> **Extract to read**:
Start
The new cell should also impress in the cold: At -10°C, a jump from 5 to 80 percent charge is possible in just 15 minutes – twice as fast as previous top systems.

Naxtra: Cost-efficient alternative with long-term effect

CATL is also launching its first sodium-ion battery in series with Naxtra – and in two variants: for passenger cars and commercial vehicles. Particularly exciting for fleets: The integrated 24V start-stop battery for commercial vehicles. It is supposed to be temperature-resistant from -40 to +70°C, cheaper than lithium-ion systems – thanks to the widespread and cheaper sodium – and promises high supply chain stability.

With an energy density of 175 Wh/kg, the passenger car variant provides up to 500 km range with over 10,000 charging cycles – ideal for long-lasting fleet use. And with 90 percent performance even at -40°C, the passenger car variant is well equipped for extreme

operating conditions.

Freevoy Dual-Power: The battery thinks along

Last but not least: The new Freevoy Dual-Power battery. It combines CATL's dual energy architecture with a so-called "self-forming" anode technology. CATL itself describes this "self-forming anode" technology as a "breakthrough at the atomic level": Thanks to this technology, the volumetric energy density is expected to increase by 60 percent, and the gravimetric density by around 50 percent. In other words: More energy can be stored in the same space and can be flexibly combined. CATL speaks of a volumetric energy density of over 1,000 Wh/L for NCM systems. In this way, CATL combines two energy zones in a single battery – with five dual functions, including high/low voltage supply, redundant safety management, and dual thermal management. A real safety gain for autonomous vehicles of levels 3 and 4 – but also a strong advantage in fleet operations in terms of reliability.
End
> **Work instructions**:
1. According to the battery text, what energy density does the Naxtra passenger car variant have?
2. Give back the battery text word for word from "Last but not" up to and including "terms of reliability.".
3. Carry the text about CATL's new batteries further, picking up after its final sentence.
The material after this comes from a different source than the battery text.

> **Extracted records**:
Start
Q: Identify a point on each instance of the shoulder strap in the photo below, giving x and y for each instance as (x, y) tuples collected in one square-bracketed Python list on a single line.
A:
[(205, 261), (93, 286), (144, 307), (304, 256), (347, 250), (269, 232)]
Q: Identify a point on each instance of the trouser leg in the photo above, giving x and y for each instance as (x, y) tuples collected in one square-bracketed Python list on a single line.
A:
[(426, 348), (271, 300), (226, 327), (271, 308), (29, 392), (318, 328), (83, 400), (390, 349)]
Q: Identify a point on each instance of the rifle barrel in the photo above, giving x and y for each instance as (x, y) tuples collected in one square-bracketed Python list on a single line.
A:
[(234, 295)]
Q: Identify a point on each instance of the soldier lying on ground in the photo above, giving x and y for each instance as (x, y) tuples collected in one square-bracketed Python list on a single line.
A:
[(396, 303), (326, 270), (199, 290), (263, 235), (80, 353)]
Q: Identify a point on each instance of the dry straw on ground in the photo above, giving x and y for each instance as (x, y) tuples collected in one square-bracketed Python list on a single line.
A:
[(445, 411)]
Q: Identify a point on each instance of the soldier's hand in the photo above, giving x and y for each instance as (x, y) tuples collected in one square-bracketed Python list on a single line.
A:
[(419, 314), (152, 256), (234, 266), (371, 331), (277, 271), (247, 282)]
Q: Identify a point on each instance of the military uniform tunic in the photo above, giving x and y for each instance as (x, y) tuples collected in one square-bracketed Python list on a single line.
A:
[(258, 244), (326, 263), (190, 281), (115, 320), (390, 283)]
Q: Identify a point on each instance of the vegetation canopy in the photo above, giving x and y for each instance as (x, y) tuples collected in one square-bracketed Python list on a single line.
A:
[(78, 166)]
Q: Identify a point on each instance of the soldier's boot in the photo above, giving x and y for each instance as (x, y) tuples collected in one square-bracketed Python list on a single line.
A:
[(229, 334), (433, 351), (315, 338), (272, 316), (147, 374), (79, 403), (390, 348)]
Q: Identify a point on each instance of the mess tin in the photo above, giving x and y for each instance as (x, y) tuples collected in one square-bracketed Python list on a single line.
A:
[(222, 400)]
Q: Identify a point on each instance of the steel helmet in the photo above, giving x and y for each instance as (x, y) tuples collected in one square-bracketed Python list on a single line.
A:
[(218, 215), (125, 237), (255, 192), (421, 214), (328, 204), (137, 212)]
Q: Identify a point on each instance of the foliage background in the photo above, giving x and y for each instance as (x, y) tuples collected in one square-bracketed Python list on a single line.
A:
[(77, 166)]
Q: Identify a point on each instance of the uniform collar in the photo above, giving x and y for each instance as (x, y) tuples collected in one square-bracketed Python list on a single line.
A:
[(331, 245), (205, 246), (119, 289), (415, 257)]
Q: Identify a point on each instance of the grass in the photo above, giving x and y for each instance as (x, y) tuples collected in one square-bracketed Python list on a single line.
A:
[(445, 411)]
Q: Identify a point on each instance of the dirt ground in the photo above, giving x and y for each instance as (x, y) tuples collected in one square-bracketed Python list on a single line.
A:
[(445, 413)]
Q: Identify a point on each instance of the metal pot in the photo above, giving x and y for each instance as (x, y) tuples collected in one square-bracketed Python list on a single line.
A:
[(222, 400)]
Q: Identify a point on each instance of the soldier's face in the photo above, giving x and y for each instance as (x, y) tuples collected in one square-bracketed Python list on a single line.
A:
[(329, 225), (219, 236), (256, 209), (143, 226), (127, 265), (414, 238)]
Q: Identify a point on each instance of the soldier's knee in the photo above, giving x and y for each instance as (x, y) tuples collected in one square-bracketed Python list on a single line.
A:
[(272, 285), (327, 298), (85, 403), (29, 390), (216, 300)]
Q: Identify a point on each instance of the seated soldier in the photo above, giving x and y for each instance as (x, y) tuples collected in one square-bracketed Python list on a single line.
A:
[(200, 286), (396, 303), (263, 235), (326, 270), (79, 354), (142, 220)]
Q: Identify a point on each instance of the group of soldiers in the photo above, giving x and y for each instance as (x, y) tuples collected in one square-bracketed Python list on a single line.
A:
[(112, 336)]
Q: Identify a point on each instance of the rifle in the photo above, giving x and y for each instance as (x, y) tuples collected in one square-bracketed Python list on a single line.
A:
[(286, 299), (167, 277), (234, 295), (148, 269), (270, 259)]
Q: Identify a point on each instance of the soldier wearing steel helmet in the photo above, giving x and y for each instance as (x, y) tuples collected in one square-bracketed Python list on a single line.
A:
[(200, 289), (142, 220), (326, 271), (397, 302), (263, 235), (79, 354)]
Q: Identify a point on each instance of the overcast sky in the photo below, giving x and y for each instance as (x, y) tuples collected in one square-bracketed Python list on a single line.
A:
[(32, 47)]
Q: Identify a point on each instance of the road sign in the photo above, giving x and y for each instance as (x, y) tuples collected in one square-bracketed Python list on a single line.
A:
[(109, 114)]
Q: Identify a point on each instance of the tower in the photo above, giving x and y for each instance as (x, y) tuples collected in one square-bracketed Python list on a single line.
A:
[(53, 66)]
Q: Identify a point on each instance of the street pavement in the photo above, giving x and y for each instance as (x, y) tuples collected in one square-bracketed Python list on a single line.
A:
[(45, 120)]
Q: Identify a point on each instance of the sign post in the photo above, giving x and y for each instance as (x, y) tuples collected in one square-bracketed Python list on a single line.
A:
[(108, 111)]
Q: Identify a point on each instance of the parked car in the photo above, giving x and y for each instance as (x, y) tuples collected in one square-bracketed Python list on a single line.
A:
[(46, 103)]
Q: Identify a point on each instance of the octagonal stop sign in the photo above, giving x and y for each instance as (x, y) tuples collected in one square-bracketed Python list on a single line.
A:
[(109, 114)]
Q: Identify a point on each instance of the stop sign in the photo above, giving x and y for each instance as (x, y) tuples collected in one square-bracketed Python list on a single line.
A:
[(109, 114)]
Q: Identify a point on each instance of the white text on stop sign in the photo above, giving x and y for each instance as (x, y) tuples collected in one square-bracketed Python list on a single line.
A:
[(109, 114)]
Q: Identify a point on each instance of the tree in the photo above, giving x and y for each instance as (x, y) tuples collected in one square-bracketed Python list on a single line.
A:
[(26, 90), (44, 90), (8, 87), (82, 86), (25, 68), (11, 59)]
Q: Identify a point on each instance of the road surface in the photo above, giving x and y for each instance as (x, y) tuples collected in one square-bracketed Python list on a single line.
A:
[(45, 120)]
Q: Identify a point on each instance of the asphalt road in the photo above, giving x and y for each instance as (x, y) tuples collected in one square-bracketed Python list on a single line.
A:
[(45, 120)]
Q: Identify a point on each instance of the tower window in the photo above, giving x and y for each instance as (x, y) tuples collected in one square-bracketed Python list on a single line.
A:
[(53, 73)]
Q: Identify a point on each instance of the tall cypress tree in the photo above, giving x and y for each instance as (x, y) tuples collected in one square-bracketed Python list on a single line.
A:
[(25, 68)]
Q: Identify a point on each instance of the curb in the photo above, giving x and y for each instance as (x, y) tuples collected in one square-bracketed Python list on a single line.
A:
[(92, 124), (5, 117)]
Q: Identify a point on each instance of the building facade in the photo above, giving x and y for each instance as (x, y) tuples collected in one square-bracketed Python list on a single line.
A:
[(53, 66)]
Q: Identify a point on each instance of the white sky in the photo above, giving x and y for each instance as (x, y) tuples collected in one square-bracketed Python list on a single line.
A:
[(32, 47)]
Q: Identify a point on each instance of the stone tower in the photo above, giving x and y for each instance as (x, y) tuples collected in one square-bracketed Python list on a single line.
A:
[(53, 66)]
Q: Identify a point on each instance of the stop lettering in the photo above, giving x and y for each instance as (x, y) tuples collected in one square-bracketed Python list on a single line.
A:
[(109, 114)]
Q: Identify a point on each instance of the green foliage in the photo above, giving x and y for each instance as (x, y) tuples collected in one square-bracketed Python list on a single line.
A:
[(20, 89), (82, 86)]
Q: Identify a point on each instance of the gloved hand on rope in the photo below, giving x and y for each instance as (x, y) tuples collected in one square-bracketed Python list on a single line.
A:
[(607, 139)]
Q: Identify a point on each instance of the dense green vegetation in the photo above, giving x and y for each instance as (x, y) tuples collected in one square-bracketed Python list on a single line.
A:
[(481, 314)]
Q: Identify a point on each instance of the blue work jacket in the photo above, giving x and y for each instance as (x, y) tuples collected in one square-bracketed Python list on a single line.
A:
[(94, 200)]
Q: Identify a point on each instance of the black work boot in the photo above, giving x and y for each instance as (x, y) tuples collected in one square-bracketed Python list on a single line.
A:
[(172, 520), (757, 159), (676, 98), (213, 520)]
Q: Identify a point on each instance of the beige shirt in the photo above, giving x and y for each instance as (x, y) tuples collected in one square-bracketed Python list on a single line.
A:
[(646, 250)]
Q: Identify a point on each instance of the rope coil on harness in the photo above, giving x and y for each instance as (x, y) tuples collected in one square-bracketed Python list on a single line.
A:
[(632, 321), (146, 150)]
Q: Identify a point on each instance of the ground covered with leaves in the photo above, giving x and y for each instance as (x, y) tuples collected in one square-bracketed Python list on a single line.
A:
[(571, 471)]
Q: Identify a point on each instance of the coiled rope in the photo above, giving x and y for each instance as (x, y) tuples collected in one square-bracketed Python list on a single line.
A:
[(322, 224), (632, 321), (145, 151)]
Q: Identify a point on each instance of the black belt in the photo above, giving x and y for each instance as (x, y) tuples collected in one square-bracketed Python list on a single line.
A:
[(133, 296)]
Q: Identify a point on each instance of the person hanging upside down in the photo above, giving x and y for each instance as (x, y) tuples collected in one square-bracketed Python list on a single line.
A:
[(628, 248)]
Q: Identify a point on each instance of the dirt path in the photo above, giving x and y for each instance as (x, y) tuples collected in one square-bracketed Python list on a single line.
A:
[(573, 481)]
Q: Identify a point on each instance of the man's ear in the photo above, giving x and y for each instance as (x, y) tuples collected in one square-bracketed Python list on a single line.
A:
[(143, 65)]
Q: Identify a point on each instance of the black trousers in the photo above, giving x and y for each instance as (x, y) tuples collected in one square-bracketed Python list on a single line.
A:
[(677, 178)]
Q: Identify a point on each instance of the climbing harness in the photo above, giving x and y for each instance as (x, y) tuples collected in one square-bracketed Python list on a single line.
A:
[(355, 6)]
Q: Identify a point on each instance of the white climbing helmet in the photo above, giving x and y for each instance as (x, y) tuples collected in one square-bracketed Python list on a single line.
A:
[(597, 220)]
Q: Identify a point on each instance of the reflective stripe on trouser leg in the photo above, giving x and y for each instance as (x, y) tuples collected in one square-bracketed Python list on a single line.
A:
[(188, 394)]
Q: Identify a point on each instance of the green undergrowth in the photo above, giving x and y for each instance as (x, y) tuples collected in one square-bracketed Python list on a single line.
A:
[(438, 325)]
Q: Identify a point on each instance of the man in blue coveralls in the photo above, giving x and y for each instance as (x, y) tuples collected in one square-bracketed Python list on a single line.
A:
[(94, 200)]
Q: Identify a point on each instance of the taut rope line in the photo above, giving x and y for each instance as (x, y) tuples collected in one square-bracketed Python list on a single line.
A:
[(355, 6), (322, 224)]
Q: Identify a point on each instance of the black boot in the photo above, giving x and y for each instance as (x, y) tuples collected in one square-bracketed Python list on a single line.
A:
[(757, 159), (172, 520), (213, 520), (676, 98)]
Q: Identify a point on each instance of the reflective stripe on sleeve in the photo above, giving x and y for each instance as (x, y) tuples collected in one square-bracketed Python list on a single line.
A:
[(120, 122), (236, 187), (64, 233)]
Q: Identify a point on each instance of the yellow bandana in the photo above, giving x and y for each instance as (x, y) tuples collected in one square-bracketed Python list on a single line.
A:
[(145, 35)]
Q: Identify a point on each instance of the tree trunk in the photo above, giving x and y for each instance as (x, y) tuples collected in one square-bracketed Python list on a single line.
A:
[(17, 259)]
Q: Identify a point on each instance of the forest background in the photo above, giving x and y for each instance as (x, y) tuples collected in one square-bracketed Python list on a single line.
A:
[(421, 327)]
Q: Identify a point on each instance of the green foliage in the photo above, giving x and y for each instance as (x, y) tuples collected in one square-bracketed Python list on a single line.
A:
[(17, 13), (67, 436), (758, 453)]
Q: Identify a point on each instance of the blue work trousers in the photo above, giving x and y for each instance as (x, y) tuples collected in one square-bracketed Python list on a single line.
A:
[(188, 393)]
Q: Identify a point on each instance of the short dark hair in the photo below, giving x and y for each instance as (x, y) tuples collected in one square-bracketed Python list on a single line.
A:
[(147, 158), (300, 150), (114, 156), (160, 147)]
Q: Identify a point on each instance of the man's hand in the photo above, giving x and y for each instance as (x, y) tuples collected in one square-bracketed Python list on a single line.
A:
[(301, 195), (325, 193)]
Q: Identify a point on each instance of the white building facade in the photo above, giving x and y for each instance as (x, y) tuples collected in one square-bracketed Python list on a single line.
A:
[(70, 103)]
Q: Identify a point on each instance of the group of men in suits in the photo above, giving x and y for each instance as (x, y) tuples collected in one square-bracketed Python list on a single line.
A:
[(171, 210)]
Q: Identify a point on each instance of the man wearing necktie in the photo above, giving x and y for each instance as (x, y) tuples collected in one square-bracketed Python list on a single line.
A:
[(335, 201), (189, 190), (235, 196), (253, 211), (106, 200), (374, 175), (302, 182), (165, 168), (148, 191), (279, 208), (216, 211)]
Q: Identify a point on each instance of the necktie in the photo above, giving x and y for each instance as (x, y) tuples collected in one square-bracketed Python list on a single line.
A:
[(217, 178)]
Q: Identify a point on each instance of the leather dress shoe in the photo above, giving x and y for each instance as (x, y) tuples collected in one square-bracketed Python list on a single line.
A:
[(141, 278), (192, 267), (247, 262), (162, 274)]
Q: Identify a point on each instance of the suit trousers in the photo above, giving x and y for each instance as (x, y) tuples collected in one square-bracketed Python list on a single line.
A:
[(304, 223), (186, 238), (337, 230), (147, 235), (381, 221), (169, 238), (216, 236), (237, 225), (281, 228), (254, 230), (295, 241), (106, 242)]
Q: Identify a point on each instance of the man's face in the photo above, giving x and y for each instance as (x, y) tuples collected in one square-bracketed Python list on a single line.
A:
End
> **Expected outputs**:
1. 175 Wh/kg

2.
Last but not least: The new Freevoy Dual-Power battery. It combines CATL's dual energy architecture with a so-called "self-forming" anode technology. CATL itself describes this "self-forming anode" technology as a "breakthrough at the atomic level": Thanks to this technology, the volumetric energy density is expected to increase by 60 percent, and the gravimetric density by around 50 percent. In other words: More energy can be stored in the same space and can be flexibly combined. CATL speaks of a volumetric energy density of over 1,000 Wh/L for NCM systems. In this way, CATL combines two energy zones in a single battery – with five dual functions, including high/low voltage supply, redundant safety management, and dual thermal management. A real safety gain for autonomous vehicles of levels 3 and 4 – but also a strong advantage in fleet operations in terms of reliability.

3.
Three variants are available – including combinations with Shenxing, LFP, and Naxtra batteries. The top version promises over 1,500 kilometers of range at 180

kWh energy content – also a potential game-changer for long-distance fleets. This is the NCM-LFP/NCM-NCM Dual-Power battery: It integrates NCM with a self-forming anode. Here too, peak charges with 12C and more than a megawatt of power are supposed to work even at 20 percent charge level. The extended version is supposed to offer over 180 kWh energy content – meaning more than 1,500 kilometers range according to Chinese standards – realistically 700 to 800 km even in winter under EU conditions. This is why CATL not only wants to offer the dual-power principle for passenger cars but also for trucks, buses, airplanes, ships, and industrial applications.

What does that mean?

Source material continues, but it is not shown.